● PROVIDED TEXT

Two CNBC hosts once again tore into each other on Friday morning in yet another extremely heated and personal dispute over coronavirus restrictions and masks, eventually resulting in a shouting match in which Andrew Ross Sorkin and Rick Santelli each accused the each other of doing a “disservice” to their audience.
With coronavirus cases and deaths surging and public-health experts warning that the U.S. may be headed for a dark winter before the wide distribution of vaccines, local and state leaders have implemented stay-at-home orders in an effort to stem the pandemic’s spread and prevent hospitals from exceeding capacity.
The shutdowns, unfortunately, have caused undue hardship for small businesses, especially bars and restaurants. The impact is amplified due to the lack of an additional coronavirus stimulus bill, which has been stalled in Congress for months. At the same time, Dr. Anthony Fauci, the nation’s top infectious disease expert, has warned that indoor dining and drinking is a leading spreader of the disease.

[Entries taken from a collection]
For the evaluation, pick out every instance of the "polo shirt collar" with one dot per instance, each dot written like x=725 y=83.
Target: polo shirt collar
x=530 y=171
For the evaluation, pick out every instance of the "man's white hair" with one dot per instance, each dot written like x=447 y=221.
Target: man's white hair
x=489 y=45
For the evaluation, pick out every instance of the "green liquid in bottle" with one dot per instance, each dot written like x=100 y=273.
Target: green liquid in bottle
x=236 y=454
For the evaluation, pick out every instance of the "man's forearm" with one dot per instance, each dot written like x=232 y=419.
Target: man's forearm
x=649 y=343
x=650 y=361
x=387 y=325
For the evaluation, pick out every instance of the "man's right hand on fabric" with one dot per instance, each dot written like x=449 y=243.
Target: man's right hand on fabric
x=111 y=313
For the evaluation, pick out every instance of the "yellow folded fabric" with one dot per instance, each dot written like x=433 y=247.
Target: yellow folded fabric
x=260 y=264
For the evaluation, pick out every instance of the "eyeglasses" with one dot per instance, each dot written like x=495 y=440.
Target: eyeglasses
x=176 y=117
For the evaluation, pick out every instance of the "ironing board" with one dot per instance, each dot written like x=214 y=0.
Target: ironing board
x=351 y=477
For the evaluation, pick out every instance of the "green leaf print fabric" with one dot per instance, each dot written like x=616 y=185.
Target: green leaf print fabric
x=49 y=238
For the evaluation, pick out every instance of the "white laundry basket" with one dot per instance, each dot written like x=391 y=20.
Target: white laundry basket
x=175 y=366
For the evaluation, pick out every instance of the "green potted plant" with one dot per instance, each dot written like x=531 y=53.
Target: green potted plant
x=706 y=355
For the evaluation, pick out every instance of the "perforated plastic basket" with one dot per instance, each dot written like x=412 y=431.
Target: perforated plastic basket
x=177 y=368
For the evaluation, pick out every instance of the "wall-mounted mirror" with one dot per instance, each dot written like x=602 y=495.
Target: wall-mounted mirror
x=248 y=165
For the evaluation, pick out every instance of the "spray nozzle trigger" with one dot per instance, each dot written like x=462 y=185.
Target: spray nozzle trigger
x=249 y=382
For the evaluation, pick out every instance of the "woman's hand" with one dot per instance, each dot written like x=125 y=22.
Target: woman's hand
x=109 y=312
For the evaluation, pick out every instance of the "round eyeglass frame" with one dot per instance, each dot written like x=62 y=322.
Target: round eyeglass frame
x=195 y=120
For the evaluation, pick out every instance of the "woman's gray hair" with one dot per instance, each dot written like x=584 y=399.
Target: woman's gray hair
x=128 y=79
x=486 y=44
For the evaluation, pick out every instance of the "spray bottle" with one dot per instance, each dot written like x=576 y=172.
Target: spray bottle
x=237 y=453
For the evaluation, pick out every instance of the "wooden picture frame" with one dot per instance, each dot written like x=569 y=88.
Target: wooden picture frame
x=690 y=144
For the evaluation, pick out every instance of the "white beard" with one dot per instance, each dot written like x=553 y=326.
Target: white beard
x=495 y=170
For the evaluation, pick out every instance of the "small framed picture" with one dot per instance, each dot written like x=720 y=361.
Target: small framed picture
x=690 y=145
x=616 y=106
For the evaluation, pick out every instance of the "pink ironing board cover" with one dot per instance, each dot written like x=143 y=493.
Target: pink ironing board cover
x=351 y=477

● PROMPT 1
Decide whether each statement agrees with the article on the CNBC hosts' dispute, answering yes or no and quoting the deciding words: (a) Sorkin and Santelli were arguing over coronavirus restrictions and masks; (b) an additional coronavirus stimulus bill had recently passed Congress; (c) Dr. Anthony Fauci warned that indoor dining and drinking is a leading spreader of the disease.
● PROMPT 2
Continue the article on the CNBC hosts' dispute, starting right after its final sentence.

● ANSWER SECTION 1
(a) Yes: "dispute over coronavirus restrictions and masks"
(b) No: "which has been stalled in Congress for months"
(c) Yes: "has warned that indoor dining and drinking is a leading spreader of the disease"

● ANSWER SECTION 2
CNBC host Rick Santelli, a godfather of the tea-party movement, took issue with politicians targeting bars and restaurants with restrictions while allowing large retailers to remain open, wondering aloud how it’s any safer to shop in large stores than to eat indoors. He also lamented about the job losses that result from lockdowns.
“You can’t tell me that shutting down, which is the easiest answer, is the only answer,” Santelli groused.
“Rick, just as a public-health and public-service announcement for the audience, the difference between a big-box retailer...” fellow host Andrew Ross Sorkin began before Santelli immediately fired off.
“Who is this?” Santelli asked before someone off-screen could be heard telling him, “Who else?”
“The difference between a big-box retailer and a restaurant or frankly, even a church, are so different it’s unbelievable,” Sorkin finished his thought. “Going into a big-box retailer, you’re wearing a mask.”
Santelli, who just months ago called on everyone to deliberately get infected with the deadly virus in order to achieve herd immunity, shouted back, “I disagree! I disagree! I disagree! You can have your thoughts and I can have mine!”
As Sorkin attempted to tout the science behind mask-wearing and social distancing, Santelli—with arms crossed and wild gesticulation—blew the entire segment up and began shouting at his colleague.
“It’s not science! Five hundred people in a Lowe’s aren’t any safer than 150 people in a restaurant that holds 600,” a red-faced Santelli screamed as Sorkin merely shook his head. “I don’t believe it! I’m sorry. I don’t believe it. I don’t and I won’t!”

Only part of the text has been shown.